> **GIVEN EXERCISE**
In the post below about the documentary on Dr. Haing S. Gnor, quote everything from "So just to start" down to "this horrific time.".

> **TEXT PASSAGE**
----------------------------------------

The Killing Fields of Dr. Haing S. Gnor

Today’s post is a follow-up to my preview of the International Southeast Asian Film Festival. Last night I went to one of the feature films, The Killing Fields of Dr. Haing S. Gnor. It was a powerful, touching film that was really well-done – informative and inspiring. And I loved the Q&A with filmmaker Arthur Dong.

Trailer: The Killing Fields of Dr Haing S Ngor from DeepFocus Productions, Inc. on Vimeo.

The Killing Fields

So just to start I’ll explain that the film is about one specific survivor’s experience of The Killing Fields, a period of systematic torture and genocide that the Khmer Rouge inflicted about the Cambodian people in the late 1970s. The story of The Killing Fields came to the attention of many Westerners in the early 1980s when a film of the same name was released. Others learned about it more recently from the news; in 2009 the Khmer Rouge Tribunal began to investigate the crimes against humanity that occurred during this horrific time.

Dr. Haing S. Gnor

Dr. Haing S. Gnor was a doctor in Cambodia who was a victim of The Killing Fields. He was tortured, he lost most of his family, and his wife died in his arms when she was seven months pregnant with their child due at least in part to the starvation they were going forced to endure. He escaped with his niece and came to America.

----------------------------------------

> **DATASET ENTRIES**

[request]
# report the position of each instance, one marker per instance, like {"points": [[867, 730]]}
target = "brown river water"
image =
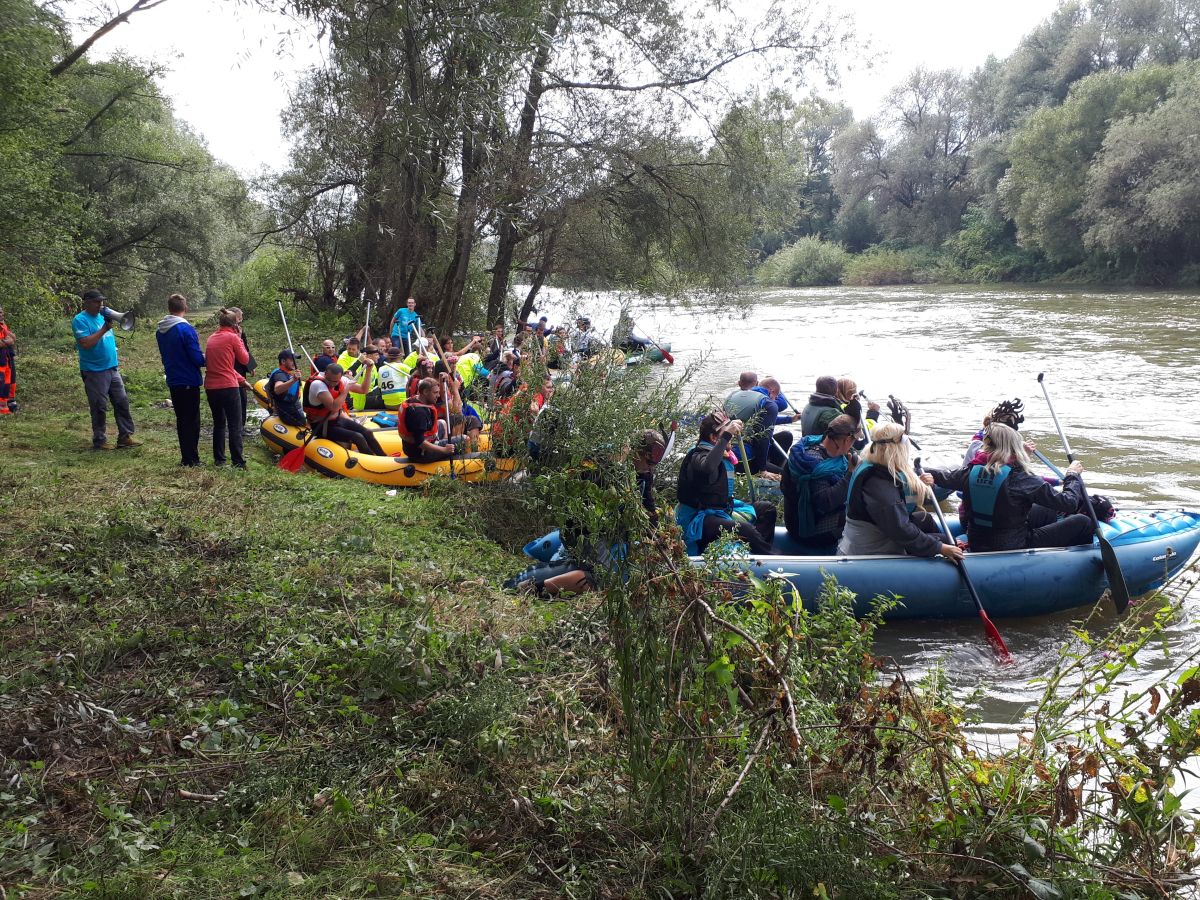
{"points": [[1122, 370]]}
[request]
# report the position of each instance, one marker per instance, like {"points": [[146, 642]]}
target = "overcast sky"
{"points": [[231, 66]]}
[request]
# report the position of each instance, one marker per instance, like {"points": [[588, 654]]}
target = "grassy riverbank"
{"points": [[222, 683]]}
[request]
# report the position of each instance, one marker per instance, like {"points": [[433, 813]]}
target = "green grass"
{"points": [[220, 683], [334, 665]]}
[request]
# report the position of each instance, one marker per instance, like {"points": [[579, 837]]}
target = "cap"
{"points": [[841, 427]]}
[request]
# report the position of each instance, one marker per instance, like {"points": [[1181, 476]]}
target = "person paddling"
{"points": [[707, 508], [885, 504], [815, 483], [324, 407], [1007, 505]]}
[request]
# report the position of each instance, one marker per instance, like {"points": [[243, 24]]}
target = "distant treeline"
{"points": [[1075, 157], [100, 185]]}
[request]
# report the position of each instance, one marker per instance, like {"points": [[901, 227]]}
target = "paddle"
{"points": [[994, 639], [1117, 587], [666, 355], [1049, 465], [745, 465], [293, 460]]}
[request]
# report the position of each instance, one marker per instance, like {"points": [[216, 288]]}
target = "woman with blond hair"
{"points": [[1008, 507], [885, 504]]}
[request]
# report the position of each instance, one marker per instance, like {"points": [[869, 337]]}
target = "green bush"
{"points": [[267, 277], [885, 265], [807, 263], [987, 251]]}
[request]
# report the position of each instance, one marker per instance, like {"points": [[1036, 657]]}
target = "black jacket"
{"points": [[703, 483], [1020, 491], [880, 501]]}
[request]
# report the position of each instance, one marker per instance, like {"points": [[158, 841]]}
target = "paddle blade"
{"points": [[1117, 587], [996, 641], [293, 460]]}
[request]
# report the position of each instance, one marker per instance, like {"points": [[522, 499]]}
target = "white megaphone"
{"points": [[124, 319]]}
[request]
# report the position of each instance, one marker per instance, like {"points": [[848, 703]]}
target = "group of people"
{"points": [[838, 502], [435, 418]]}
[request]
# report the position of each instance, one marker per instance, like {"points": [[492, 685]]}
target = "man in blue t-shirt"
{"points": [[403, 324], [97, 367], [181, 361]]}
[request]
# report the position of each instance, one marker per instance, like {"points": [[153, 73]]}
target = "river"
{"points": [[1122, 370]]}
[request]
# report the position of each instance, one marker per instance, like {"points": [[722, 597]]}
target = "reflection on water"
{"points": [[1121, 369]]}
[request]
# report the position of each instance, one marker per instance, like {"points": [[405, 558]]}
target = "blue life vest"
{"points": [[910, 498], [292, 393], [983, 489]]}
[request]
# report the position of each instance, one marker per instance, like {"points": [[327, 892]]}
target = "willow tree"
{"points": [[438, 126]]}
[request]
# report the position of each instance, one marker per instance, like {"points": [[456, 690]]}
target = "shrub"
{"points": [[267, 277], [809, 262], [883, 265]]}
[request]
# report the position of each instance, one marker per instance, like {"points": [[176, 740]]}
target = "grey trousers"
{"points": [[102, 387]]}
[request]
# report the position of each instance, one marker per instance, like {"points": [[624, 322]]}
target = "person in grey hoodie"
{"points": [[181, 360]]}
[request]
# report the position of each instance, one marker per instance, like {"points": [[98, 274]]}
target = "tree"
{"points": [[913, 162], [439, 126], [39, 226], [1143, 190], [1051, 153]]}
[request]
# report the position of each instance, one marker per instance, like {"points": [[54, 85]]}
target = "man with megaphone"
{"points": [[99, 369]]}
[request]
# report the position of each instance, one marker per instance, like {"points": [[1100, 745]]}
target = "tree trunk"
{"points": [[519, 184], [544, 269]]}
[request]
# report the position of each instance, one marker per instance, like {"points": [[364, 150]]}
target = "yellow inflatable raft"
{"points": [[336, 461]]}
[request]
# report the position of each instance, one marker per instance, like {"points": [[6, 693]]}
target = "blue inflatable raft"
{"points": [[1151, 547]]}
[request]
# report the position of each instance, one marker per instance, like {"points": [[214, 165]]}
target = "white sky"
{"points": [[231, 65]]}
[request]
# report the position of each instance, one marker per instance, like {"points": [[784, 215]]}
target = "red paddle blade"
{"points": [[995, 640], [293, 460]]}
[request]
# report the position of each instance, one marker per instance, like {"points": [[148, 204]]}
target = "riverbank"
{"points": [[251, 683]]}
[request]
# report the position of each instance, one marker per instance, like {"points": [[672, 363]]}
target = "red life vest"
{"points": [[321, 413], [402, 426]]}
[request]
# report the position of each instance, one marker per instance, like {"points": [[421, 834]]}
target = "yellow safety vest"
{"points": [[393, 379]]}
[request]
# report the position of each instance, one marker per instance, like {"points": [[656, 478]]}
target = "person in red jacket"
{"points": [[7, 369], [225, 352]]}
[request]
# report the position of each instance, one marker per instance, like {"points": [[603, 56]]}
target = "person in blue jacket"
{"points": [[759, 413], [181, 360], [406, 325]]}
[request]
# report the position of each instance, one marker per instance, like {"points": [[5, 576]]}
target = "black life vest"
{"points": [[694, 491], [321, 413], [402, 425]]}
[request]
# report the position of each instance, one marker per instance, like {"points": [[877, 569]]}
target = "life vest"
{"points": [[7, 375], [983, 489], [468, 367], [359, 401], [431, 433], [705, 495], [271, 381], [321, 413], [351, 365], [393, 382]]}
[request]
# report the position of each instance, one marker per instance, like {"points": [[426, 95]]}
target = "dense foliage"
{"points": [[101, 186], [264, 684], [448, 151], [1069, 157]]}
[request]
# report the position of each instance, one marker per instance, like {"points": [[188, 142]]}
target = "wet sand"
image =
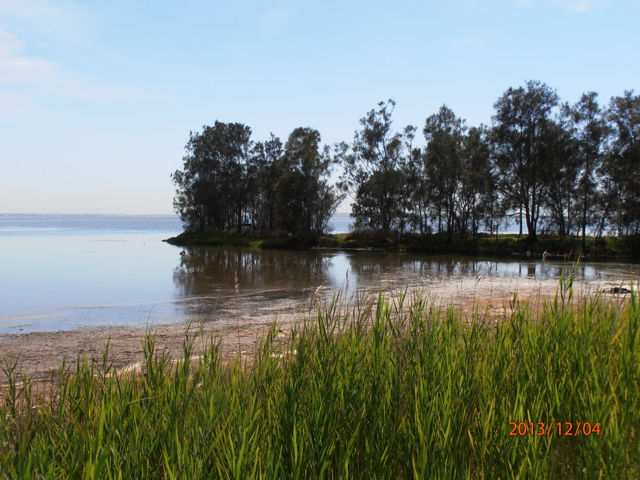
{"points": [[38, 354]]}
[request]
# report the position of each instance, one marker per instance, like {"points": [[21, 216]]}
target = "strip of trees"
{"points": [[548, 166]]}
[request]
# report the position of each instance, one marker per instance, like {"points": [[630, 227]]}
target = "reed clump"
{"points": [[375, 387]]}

----------------------------------------

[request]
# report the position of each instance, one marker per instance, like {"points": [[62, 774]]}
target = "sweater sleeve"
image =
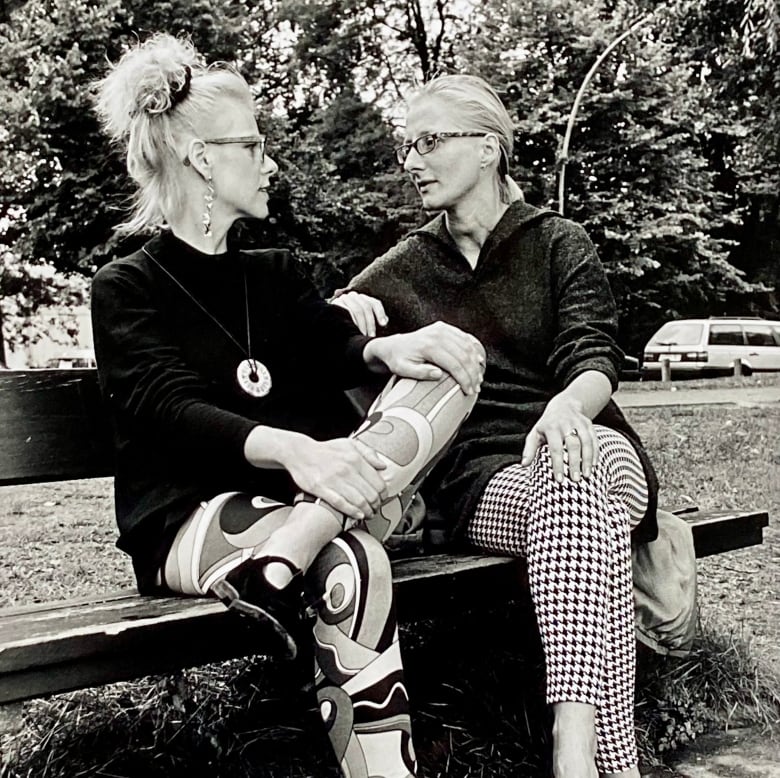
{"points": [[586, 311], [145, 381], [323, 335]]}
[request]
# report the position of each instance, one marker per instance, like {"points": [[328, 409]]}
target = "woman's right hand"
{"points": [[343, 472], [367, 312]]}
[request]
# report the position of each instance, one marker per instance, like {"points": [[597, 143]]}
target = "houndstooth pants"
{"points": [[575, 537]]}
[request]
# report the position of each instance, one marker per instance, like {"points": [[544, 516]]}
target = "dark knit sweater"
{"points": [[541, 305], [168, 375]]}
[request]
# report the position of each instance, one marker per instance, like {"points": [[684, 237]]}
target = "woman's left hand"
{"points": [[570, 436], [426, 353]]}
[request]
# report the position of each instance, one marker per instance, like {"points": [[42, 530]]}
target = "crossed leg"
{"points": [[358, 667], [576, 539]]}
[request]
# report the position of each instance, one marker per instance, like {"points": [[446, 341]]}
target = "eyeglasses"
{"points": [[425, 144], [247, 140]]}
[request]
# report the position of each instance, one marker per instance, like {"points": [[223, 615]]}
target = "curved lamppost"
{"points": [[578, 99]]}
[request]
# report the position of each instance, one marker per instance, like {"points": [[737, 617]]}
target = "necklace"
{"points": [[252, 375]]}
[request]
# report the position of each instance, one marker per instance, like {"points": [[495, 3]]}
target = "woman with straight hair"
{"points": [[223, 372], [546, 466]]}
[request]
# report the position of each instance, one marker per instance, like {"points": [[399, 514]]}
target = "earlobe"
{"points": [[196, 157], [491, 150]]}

----------------------------------------

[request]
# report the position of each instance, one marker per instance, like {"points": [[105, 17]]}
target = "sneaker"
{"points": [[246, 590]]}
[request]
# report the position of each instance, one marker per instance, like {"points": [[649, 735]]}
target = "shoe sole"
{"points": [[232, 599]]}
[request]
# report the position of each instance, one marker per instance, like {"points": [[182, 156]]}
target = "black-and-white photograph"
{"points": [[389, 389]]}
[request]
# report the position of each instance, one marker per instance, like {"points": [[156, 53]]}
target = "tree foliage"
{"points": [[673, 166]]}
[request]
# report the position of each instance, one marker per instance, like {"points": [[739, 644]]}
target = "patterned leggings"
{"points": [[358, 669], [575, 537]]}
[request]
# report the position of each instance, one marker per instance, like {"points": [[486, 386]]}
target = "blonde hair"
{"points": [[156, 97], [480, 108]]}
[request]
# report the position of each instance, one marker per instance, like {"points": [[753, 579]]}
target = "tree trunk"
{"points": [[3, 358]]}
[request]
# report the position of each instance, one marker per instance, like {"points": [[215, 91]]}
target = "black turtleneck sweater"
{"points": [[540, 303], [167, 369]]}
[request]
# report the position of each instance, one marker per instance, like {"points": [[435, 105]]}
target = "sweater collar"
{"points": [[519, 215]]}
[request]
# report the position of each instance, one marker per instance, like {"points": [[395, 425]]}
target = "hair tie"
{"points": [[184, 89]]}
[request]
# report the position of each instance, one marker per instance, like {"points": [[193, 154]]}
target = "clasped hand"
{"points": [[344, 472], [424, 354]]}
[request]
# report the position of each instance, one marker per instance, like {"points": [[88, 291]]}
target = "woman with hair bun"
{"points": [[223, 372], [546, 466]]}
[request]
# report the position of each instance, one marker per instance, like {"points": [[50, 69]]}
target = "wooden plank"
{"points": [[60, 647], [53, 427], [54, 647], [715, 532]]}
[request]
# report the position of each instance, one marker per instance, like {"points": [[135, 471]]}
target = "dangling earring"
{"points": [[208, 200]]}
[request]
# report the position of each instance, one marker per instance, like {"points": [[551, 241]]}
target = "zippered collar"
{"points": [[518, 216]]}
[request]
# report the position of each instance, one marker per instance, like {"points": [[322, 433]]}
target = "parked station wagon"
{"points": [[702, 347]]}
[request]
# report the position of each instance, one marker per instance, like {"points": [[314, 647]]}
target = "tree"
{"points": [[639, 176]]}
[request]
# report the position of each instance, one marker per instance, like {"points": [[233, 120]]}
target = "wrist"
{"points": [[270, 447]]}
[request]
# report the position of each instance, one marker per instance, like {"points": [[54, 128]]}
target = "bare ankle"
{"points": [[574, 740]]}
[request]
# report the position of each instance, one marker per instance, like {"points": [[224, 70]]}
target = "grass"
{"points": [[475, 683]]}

----------------------------------------

> **EXERCISE RESULT**
So just to start I’ll explain that the film is about one specific survivor’s experience of The Killing Fields, a period of systematic torture and genocide that the Khmer Rouge inflicted about the Cambodian people in the late 1970s. The story of The Killing Fields came to the attention of many Westerners in the early 1980s when a film of the same name was released. Others learned about it more recently from the news; in 2009 the Khmer Rouge Tribunal began to investigate the crimes against humanity that occurred during this horrific time.